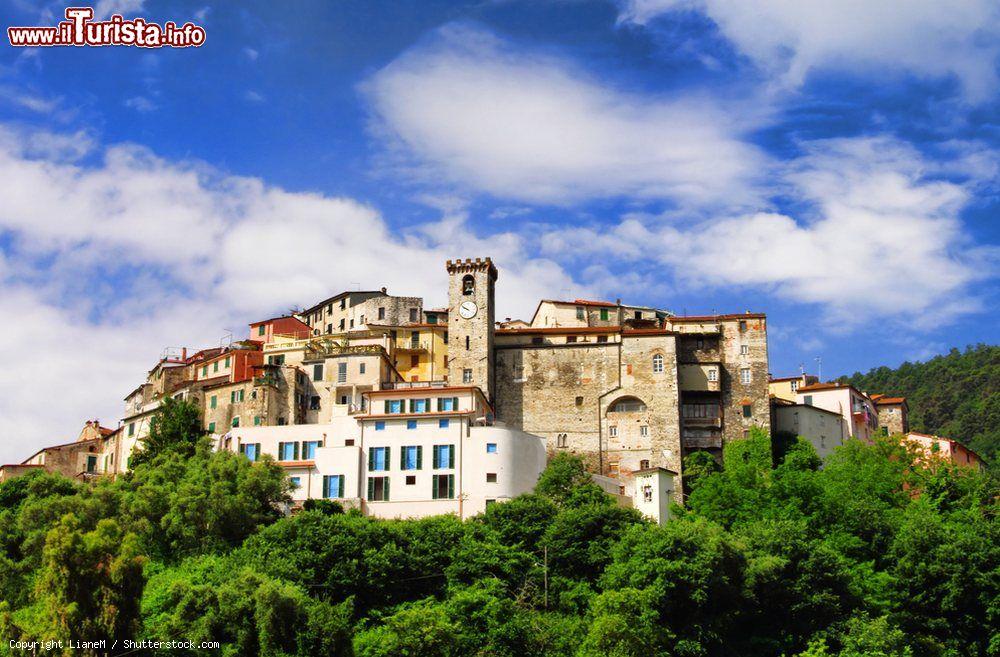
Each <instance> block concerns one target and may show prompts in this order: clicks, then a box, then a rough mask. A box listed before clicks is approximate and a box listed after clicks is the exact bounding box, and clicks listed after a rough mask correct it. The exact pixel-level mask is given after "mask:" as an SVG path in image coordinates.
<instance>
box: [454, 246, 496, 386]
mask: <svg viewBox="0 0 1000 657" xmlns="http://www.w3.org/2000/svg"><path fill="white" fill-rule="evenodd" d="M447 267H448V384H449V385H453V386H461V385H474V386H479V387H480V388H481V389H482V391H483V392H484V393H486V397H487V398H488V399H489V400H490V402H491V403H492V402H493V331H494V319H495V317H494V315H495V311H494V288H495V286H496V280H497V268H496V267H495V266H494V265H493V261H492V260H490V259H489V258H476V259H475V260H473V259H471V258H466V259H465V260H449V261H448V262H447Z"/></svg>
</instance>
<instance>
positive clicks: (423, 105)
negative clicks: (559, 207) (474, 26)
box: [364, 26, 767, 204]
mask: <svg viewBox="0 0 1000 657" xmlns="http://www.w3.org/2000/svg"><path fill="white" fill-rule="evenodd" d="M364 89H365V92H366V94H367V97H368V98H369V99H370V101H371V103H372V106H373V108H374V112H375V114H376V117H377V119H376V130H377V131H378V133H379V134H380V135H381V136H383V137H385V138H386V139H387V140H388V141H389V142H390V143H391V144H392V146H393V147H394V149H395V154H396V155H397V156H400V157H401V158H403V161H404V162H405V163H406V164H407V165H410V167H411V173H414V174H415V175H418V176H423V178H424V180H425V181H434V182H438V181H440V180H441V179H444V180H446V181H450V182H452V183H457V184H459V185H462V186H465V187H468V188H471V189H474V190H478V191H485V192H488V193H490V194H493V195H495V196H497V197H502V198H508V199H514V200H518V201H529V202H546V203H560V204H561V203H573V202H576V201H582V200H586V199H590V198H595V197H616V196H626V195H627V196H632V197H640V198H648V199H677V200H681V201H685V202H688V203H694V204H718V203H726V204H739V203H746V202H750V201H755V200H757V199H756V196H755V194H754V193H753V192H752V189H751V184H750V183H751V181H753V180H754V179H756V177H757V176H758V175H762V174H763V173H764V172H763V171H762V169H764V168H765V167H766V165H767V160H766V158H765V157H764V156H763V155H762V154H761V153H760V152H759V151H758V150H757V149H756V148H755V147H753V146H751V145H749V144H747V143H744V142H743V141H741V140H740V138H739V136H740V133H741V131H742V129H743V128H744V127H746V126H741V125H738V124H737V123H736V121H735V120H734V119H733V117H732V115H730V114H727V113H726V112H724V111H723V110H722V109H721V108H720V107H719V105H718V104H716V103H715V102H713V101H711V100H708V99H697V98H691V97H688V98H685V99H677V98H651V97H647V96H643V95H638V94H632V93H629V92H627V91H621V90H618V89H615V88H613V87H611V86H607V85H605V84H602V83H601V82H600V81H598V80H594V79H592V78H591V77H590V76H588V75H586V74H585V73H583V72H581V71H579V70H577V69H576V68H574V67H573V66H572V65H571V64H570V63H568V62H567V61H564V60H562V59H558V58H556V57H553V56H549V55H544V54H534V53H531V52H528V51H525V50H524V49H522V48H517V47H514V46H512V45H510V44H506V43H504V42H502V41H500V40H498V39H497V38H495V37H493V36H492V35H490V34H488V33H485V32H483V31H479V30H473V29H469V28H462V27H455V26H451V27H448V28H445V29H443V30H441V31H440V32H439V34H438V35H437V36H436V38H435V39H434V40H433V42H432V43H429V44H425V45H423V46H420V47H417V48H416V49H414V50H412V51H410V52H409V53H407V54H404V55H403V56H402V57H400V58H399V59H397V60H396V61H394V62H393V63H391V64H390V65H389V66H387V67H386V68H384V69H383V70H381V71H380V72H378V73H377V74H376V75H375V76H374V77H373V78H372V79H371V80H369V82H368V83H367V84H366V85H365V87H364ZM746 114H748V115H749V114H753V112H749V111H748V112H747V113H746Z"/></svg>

---

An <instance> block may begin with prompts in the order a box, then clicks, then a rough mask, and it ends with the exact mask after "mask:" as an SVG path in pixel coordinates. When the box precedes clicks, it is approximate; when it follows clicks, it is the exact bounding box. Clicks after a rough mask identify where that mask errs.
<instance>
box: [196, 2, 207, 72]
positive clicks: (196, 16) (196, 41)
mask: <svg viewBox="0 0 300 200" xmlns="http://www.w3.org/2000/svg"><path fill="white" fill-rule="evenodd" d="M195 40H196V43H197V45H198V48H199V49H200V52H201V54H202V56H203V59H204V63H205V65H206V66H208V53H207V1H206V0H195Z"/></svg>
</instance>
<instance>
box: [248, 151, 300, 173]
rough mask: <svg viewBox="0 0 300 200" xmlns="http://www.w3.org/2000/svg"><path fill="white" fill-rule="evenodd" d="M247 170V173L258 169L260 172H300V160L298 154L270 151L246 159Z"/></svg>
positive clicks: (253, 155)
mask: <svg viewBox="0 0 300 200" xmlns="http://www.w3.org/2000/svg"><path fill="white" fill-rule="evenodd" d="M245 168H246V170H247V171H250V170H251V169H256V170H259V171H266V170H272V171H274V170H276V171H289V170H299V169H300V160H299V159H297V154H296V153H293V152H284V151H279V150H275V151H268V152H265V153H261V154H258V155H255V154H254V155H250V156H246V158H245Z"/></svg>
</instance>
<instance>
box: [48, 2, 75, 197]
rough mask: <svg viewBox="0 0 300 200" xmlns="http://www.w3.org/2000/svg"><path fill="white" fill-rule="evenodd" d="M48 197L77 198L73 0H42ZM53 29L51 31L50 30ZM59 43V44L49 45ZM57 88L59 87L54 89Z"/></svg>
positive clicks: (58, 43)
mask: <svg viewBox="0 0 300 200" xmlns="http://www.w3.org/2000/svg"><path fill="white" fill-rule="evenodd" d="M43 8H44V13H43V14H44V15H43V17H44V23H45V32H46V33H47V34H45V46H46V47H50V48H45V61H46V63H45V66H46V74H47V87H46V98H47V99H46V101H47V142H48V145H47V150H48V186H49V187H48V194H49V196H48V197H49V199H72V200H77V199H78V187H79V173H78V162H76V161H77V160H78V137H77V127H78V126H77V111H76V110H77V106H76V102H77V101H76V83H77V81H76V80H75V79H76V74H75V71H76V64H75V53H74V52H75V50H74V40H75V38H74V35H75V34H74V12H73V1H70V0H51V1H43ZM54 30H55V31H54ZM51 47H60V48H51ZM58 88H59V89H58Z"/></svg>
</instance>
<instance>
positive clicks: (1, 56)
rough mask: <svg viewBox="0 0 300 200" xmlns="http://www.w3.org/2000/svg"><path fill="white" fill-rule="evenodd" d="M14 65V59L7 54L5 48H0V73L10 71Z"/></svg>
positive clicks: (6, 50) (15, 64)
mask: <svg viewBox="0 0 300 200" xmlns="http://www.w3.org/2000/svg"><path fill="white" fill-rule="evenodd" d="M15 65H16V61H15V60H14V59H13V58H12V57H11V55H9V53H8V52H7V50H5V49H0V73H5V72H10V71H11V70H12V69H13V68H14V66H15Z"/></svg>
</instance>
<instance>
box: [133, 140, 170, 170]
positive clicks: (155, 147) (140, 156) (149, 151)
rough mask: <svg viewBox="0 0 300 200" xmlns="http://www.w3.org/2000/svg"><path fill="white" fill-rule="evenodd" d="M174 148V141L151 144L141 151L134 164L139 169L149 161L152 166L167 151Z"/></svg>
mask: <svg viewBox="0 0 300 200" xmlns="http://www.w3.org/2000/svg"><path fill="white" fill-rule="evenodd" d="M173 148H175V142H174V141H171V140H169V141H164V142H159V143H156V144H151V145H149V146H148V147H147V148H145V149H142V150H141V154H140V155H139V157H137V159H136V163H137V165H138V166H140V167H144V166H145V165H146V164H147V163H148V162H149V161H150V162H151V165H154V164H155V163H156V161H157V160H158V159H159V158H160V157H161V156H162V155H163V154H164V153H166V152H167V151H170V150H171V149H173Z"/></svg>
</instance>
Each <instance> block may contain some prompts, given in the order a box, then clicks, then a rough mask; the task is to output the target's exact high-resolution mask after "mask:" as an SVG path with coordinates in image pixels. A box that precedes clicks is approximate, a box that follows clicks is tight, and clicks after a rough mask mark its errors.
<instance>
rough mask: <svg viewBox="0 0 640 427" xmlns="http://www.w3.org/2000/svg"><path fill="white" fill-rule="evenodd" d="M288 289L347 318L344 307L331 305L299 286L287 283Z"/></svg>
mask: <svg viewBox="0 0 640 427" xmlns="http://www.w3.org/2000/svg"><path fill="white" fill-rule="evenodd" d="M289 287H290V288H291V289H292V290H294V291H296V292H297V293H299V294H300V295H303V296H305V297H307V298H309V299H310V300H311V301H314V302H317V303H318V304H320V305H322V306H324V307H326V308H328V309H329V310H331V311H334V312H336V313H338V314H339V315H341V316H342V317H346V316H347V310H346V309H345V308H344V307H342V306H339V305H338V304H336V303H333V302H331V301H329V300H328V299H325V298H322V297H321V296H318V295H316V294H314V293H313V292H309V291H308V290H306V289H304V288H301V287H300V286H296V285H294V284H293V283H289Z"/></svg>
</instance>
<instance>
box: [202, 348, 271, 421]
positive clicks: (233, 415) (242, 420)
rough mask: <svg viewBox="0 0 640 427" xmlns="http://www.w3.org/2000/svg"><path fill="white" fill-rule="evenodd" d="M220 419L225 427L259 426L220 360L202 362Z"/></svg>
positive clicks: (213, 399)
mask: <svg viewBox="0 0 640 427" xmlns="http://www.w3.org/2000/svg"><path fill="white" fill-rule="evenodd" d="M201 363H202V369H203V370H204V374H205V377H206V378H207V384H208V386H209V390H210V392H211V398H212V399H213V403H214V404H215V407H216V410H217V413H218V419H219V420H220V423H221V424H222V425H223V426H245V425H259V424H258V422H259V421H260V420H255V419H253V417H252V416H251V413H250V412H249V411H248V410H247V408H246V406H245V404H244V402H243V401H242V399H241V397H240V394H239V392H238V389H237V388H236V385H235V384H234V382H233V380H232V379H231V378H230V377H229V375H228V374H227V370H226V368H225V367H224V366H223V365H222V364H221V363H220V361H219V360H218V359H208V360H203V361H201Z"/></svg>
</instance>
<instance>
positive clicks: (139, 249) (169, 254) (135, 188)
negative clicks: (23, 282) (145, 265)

→ Problem
List each line of the data above that contains the string "target", copying every such line in full. Matches are case-sensitive.

→ Response box
Each <instance> block concerns one target and may show prompts in this order: clicks, then a box, then a rough mask. A box listed before clicks is approximate and a box listed after clicks is the exact bounding box, and clicks listed after a rough mask correct it. The exact pixel-level mask is given after "mask:" as an SVG path in image coordinates.
Each <instance> block may contain some prompts, given in the order a box, then clicks, then a rough mask; the task is to output the target's exact high-resolution mask after "mask:" as an SVG path with coordinates in image pixels. A box that precedes clicks is approximate, a box that follows clicks is tight, and clicks after a rough mask mark its errors.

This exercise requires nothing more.